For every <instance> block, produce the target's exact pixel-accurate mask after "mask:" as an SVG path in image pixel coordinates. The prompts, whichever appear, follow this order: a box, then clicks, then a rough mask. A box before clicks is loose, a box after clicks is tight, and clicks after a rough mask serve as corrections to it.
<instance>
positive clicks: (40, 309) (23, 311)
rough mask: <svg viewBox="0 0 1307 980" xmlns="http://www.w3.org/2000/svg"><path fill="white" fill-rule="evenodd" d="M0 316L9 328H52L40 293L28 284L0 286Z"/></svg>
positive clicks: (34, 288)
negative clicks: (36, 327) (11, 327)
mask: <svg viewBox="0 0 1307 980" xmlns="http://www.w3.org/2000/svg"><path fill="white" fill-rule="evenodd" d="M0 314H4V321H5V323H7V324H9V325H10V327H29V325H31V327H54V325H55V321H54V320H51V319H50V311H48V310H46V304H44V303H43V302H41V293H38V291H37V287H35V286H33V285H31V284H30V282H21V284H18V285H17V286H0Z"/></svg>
---
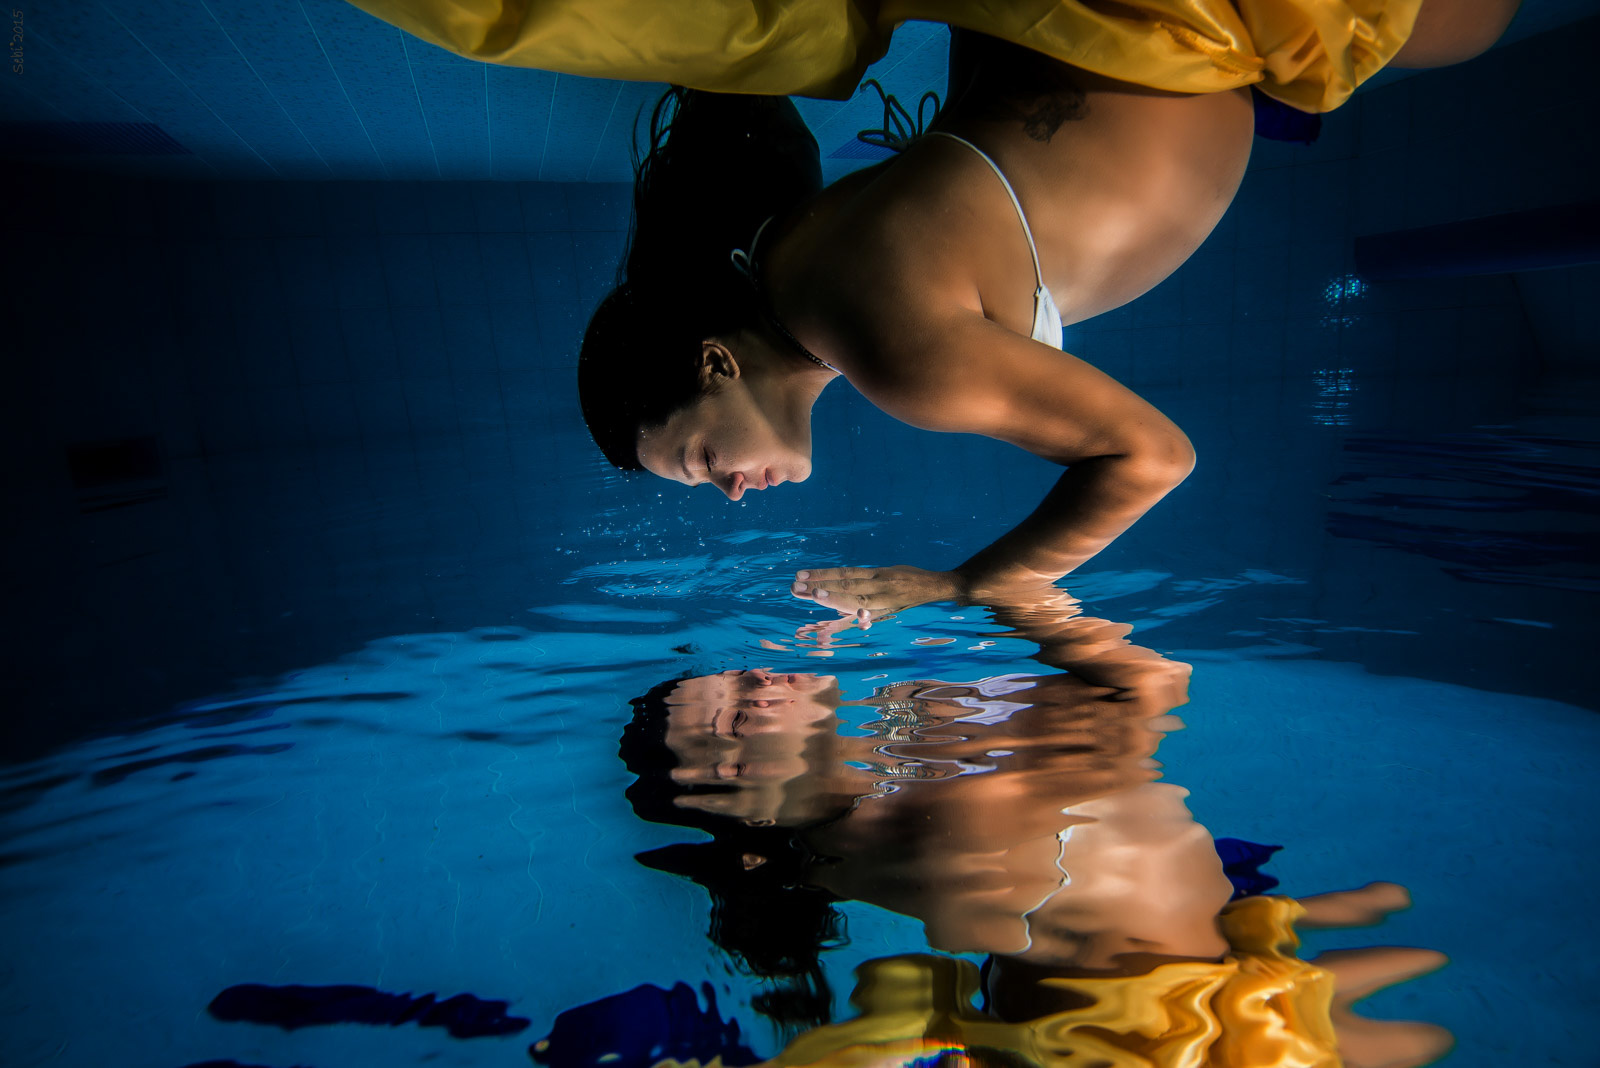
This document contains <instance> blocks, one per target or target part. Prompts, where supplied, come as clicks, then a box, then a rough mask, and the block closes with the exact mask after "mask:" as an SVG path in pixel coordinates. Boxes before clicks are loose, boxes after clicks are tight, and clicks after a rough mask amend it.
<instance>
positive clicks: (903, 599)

## ABOUT THIS TASK
Please find every line in the records above that contains the string "positive", treating uppercase and lowercase as different, and copy each of those lines.

## RESULT
positive clicks: (40, 309) (23, 311)
positive clicks: (34, 288)
positive clicks: (903, 599)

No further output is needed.